_What needs to be done_
Without the pictures, can you quote each line below exactly?

[Data extracts — start]

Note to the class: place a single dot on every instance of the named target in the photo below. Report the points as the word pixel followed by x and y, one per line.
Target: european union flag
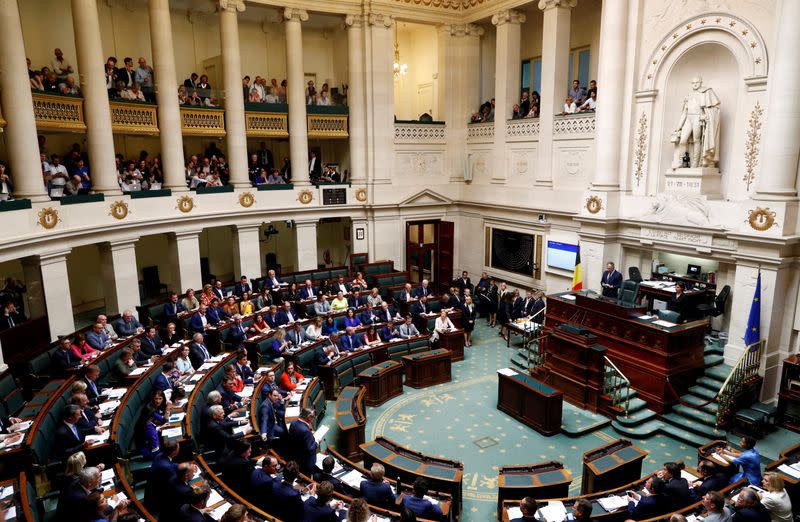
pixel 753 333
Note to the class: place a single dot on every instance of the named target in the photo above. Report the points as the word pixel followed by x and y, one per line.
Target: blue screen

[Data extracts — finish]

_Reply_
Note to the class: place a single dot on every instance of the named target in the photo below. Report the points as the word pixel followed by x and y, one per line.
Target: european union flag
pixel 753 333
Note to the class: place a single dot on every instance of the named target in the photo above. Report the points as the word pixel followed by x and y, one per line.
Target: blue screen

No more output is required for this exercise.